→ **EXERCISE BRIEF**
Entries follow. Give back exactly the lines starting at the one containing "point | one marker per instance of the headstone" and ending at the one containing "point | one marker per instance of the gravel", and no other lines.

→ **TASK INPUTS**
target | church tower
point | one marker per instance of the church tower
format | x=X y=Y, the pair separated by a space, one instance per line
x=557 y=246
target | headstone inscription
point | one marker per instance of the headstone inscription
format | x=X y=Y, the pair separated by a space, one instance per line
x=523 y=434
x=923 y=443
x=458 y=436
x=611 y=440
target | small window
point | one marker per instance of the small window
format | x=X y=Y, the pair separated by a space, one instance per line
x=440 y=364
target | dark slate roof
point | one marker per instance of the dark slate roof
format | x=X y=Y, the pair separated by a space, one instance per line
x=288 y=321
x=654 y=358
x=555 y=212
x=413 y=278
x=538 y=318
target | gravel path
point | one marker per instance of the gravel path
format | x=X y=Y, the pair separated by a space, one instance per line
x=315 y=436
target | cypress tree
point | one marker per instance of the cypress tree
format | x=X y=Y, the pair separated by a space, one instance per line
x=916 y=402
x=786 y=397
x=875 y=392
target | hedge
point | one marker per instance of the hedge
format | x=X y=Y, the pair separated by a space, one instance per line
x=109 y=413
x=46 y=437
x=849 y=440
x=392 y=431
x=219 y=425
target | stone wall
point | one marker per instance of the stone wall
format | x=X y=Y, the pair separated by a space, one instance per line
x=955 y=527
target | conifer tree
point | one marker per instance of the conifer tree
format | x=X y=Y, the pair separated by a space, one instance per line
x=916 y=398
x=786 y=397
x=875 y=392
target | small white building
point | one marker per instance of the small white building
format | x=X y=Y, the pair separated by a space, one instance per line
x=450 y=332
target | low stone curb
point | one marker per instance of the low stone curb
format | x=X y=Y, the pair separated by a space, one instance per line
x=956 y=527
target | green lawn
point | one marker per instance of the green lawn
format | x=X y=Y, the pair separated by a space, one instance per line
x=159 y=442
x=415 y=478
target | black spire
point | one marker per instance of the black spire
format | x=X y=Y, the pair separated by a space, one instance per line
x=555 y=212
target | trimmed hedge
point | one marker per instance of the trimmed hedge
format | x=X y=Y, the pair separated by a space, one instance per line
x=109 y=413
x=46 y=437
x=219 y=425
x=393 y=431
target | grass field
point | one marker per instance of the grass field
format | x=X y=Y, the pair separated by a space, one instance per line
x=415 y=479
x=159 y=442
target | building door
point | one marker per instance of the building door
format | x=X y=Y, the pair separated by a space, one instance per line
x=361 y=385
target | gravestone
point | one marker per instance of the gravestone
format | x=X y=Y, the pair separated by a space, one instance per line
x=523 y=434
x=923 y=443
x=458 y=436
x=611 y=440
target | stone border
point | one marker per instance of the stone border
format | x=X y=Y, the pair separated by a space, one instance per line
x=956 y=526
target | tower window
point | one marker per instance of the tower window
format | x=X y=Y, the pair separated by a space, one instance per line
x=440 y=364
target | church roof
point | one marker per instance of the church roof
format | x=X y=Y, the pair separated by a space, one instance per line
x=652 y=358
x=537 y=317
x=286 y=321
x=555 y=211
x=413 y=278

→ **WRITTEN RESPONSE**
point | one marker per instance of the headstone inscription
format | x=X y=Y, the pair separated by a space, one instance per line
x=523 y=434
x=923 y=443
x=458 y=436
x=611 y=440
target | small window
point | one marker per instance of the small window
format | x=X y=Y, the pair separated by a space, one instance per line
x=440 y=364
target | dark slate roof
point | one marker per instance of the dark slate roof
format | x=X y=Y, the pair separated by a space, one instance per line
x=288 y=321
x=654 y=358
x=555 y=212
x=413 y=278
x=538 y=318
target | gravel path
point | one marker per instance of the gravel path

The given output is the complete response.